HOW TO COMPLETE THIS TASK
State, as a number alone, how many lines of the entries contain the word "leaf".

RECORDS PROVIDED
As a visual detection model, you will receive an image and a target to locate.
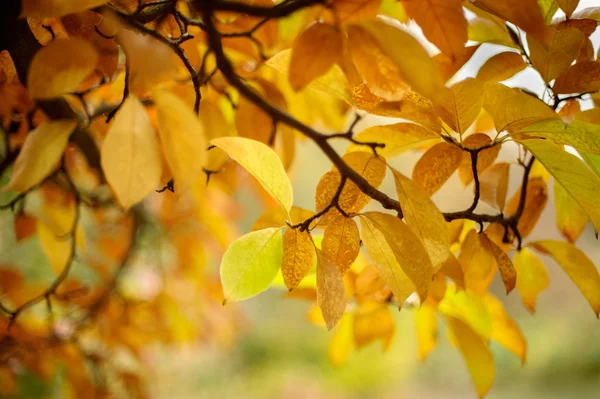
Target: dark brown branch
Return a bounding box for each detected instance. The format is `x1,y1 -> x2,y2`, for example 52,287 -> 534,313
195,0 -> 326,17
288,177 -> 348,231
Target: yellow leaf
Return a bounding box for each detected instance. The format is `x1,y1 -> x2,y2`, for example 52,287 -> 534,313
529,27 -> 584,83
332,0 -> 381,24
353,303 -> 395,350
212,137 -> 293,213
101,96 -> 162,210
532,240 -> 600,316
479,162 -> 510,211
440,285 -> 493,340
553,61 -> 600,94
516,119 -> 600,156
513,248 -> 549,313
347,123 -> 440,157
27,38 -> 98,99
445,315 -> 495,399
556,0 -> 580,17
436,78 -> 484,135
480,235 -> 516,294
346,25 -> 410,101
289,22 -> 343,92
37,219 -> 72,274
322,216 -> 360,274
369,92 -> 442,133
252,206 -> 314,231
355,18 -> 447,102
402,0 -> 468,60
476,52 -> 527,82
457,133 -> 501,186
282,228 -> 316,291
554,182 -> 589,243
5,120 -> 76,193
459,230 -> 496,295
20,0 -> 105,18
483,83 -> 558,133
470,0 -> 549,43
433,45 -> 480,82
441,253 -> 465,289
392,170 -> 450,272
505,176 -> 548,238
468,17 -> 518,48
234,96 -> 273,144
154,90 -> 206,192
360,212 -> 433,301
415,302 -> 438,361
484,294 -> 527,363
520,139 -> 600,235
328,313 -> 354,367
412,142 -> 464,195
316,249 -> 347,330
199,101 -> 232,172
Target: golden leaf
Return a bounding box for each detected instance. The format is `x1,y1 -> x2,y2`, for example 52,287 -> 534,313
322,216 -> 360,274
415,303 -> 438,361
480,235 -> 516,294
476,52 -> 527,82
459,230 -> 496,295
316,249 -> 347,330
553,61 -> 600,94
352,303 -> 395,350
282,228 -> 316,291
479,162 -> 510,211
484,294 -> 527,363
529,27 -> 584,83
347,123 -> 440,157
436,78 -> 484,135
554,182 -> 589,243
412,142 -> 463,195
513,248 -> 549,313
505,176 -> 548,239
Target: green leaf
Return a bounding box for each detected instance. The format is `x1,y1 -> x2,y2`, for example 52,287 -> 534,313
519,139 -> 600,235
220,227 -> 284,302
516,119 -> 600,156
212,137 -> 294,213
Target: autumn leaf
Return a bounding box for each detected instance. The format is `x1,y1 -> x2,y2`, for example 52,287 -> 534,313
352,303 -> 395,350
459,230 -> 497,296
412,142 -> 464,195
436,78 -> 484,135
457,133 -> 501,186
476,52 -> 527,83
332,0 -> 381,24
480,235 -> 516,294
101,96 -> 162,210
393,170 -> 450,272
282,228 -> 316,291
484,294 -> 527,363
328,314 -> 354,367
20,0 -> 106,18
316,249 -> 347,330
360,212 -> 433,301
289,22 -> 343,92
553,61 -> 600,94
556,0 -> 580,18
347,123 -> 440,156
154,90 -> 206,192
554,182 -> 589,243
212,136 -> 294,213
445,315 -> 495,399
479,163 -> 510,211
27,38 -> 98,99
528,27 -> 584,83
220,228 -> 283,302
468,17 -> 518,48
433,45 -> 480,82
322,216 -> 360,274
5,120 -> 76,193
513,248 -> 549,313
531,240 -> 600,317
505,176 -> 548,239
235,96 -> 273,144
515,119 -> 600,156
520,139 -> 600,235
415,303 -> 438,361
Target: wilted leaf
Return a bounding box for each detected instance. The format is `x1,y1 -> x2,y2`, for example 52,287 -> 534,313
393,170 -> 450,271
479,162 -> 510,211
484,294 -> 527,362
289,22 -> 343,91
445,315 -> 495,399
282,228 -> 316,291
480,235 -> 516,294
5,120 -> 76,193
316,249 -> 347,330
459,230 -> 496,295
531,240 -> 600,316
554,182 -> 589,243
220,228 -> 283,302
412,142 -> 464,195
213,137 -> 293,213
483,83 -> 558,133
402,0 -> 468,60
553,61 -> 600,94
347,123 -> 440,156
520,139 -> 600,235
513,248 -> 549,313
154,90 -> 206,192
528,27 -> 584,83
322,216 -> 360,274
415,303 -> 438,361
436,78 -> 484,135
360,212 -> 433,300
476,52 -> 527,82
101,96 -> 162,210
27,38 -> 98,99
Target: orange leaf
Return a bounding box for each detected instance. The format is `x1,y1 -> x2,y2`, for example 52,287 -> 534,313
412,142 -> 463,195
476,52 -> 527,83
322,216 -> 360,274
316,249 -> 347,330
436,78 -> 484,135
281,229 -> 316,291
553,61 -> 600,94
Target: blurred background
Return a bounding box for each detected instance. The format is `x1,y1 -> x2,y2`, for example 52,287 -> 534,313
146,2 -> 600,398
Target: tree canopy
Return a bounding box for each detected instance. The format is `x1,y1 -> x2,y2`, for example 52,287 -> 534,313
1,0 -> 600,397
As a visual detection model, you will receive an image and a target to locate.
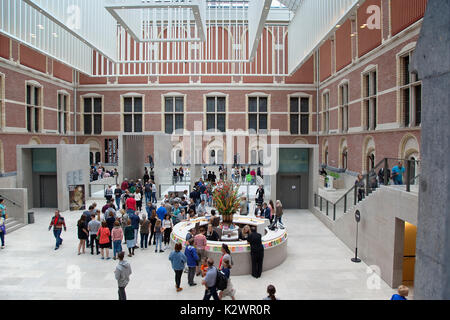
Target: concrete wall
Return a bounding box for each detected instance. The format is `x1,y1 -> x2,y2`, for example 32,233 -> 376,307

COMPLETED TASK
6